**WHAT IS REQUIRED**
Your task is to write out the entire listing exactly, omitting its pictures.

━━━━

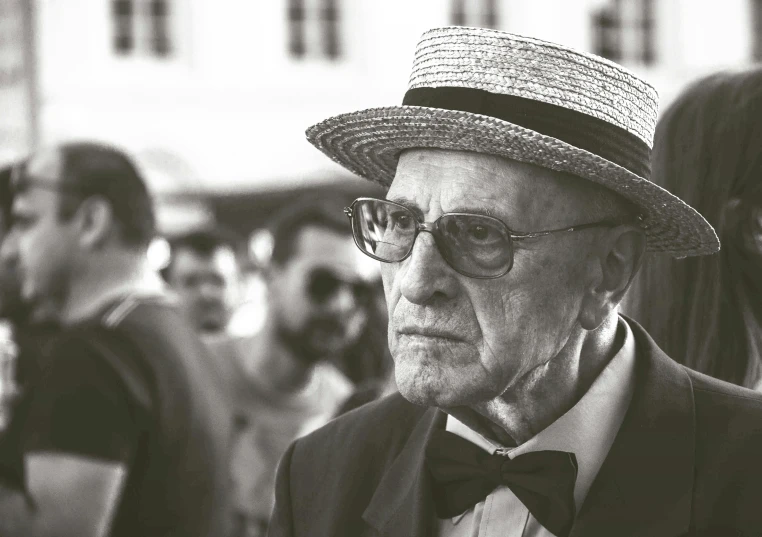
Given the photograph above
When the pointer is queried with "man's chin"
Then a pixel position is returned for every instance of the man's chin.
(430, 386)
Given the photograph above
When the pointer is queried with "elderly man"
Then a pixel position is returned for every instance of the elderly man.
(518, 211)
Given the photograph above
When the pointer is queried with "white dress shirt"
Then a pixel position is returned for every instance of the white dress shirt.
(588, 429)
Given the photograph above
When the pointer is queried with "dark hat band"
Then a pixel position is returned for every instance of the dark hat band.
(575, 128)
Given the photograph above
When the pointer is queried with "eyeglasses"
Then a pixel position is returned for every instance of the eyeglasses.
(323, 284)
(22, 180)
(474, 245)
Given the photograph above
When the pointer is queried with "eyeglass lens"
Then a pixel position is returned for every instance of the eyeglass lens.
(474, 245)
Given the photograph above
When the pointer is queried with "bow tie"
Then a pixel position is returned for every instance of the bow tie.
(464, 474)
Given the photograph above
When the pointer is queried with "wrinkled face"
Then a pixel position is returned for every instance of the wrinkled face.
(458, 340)
(321, 294)
(207, 286)
(39, 245)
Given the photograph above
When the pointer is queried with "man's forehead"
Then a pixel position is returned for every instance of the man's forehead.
(463, 181)
(46, 164)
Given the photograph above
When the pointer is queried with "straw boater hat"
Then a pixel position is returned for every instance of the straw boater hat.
(493, 92)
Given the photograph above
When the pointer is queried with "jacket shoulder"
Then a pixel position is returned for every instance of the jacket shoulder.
(385, 423)
(711, 392)
(363, 442)
(727, 448)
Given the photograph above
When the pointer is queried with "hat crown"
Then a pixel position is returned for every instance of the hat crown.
(508, 64)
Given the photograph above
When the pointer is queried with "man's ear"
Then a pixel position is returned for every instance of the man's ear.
(618, 258)
(96, 220)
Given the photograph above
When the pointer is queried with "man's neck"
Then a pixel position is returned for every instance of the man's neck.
(286, 372)
(105, 280)
(547, 392)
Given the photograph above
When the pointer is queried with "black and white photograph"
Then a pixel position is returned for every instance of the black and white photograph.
(356, 268)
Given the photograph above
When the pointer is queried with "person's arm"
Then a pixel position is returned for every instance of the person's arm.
(66, 496)
(282, 521)
(81, 430)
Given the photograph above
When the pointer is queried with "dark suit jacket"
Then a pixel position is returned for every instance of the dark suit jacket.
(686, 461)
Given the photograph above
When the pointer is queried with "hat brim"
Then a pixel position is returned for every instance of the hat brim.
(369, 142)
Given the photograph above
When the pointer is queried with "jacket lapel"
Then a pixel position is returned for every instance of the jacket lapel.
(402, 503)
(645, 485)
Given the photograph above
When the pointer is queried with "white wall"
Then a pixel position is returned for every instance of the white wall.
(230, 109)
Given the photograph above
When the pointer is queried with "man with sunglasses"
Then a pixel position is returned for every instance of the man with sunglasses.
(319, 288)
(118, 429)
(518, 211)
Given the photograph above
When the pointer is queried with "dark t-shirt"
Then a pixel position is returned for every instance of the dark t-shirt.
(132, 387)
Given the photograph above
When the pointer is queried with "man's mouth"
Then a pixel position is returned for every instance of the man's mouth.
(429, 333)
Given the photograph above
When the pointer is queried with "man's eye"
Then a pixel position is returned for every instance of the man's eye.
(481, 233)
(401, 220)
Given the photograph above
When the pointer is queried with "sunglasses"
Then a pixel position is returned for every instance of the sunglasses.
(22, 180)
(474, 245)
(324, 284)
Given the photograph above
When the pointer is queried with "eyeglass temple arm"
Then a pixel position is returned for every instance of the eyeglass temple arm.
(603, 223)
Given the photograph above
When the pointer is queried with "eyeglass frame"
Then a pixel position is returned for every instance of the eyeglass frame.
(431, 227)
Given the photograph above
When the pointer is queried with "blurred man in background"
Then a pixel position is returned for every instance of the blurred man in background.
(318, 295)
(120, 434)
(204, 273)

━━━━

**COMPLETED TASK**
Given the photograph above
When the pointer is queried with "man's chin"
Then a pixel position is returned for every instance of the man's chin.
(430, 386)
Given the photograph above
When the pointer is queried with "elderly man"
Then a pixel position is returned for every instance of the elderly man.
(518, 211)
Given the photograph above
When the pointer is queried with "white dress shirt"
Then a pixel position is returned for every instance of the white dress shirt.
(588, 429)
Given the photograph above
When the pointer is queried with "dark hat band"
Then a pixel position is returned for every instance of the dark hat band.
(575, 128)
Given the photograph above
When the pointer is queried with "eyeglasses"
Then a pixel position is returned for every instance of the eyeglasses.
(323, 284)
(22, 180)
(474, 245)
Given the photograph above
When the pointer is queried with "eyeglass lens"
Then a pixel position is returned for every instance of the eyeglass lens.
(474, 245)
Given the photograph above
When the pointer is queried with "bow tie"
Then a pixel position is returned for every instance of the bow tie.
(464, 474)
Given the photograph above
When the pointer is queried with "wrinkled face"
Then a pixel position is returned for every instance of the wrinkled face.
(458, 340)
(321, 294)
(207, 286)
(39, 245)
Given the photograph above
When the pointer is queried with "man's forehead"
Then a pixel position is returned for every instance of the man's forehead.
(463, 181)
(46, 164)
Given the photograph above
When the pointer is queried with "straw boater hat"
Then a pixel position is returned for every instance of the straw boater hat.
(493, 92)
Given the photograph above
When the pointer is queried with "jacket shoulder"
Then a pixel position is returned for every instance of the jacket shoulder.
(385, 423)
(711, 392)
(363, 442)
(727, 448)
Given the photograph above
When the pointer is queried with "hat crown"
Then a pixel position is returned for every instance of the hat crown.
(508, 64)
Given the photograph above
When the pointer is queried with "man's ear"
Then a pixel position is returned for every instance of the man's ear.
(618, 258)
(96, 220)
Given the photograph above
When the pointer is queried with "man's neck"
Then a pixel position is returned for every instance of the man's neck.
(286, 372)
(105, 280)
(547, 392)
Given the photograph above
When the pointer is queried with "black and white photograph"
Then a pixel position is returned for every instance of the black and white photograph.
(356, 268)
Given the photograph above
When the pointer is queried with "person's arm"
Then a pixel position is returned for every instance of the person's arm.
(66, 496)
(282, 521)
(81, 430)
Given the photograph above
When the pointer is queried with "dark suit jacket"
Then a pixel position is returned for every instance of the dark suit jacket.
(686, 461)
Given the photograph above
When the pointer is queried with "hat brim"
Then a pixel position is returned for every instance of the hat brim.
(369, 142)
Given the photograph above
When the pointer is queried with "jacket lapel"
Then a pixel position is returned for every instance of the jacket lapel.
(402, 503)
(645, 485)
Given the photograph above
When the pointer is queried with "white wall"
Then a pixel position is returned for every instance of the white wall.
(230, 109)
Given the photograph above
When the pointer is queried with "man with sunglasses"
Then a pixel position is returned for every instance of the man with sunglasses.
(319, 288)
(118, 429)
(518, 211)
Given the photograph above
When the pointer is queried with "dark t-shirt"
Then a pixel position is returned for every instance of the dark t-shirt.
(132, 387)
Given the photograph above
When the pointer is queried with "man's mouth"
Then a pixel position is returned for every instance of the man's mouth.
(429, 333)
Given the photograph above
When the pointer is queried with "man's eye"
Then a pixel position is returned for every instance of the man's eye.
(481, 233)
(401, 220)
Given the photograph above
When the pointer is queried with "sunglasses"
Then a pixel position is returned for every instance of the sunglasses.
(22, 180)
(474, 245)
(324, 284)
Given the photograph above
When the pointer is queried with "eyeglass temple arm"
Then a pixel position is returned for every instance of the eyeglass temple arm.
(603, 223)
Given the photograph above
When the pointer is queried with "eyeglass frame"
Then a pixel position is returned for every instance of the eyeglass frame.
(431, 227)
Given the photograph above
When the pointer is queried with "blurred man in background"
Then a pixel position is returned for every instance of the blurred man in background.
(318, 295)
(120, 434)
(204, 273)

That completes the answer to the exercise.